**Task directions:**
Copy the data below line for line, keeping every character unchanged.

**Dataset rows showing where objects appear:**
◇ ◇ ◇ ◇ ◇ ◇ ◇
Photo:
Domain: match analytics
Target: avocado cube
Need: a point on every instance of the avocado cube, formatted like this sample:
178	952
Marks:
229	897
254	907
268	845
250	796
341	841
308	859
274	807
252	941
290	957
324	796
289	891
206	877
◇ ◇ ◇ ◇ ◇ ◇ ◇
**Exercise result:**
Photo:
Domain: match analytics
Target: avocado cube
Need: a point on every instance of the avocado cube, formatted like this sample:
178	952
Marks:
229	897
254	907
268	845
250	796
341	841
308	859
274	807
252	941
290	957
324	796
289	891
206	877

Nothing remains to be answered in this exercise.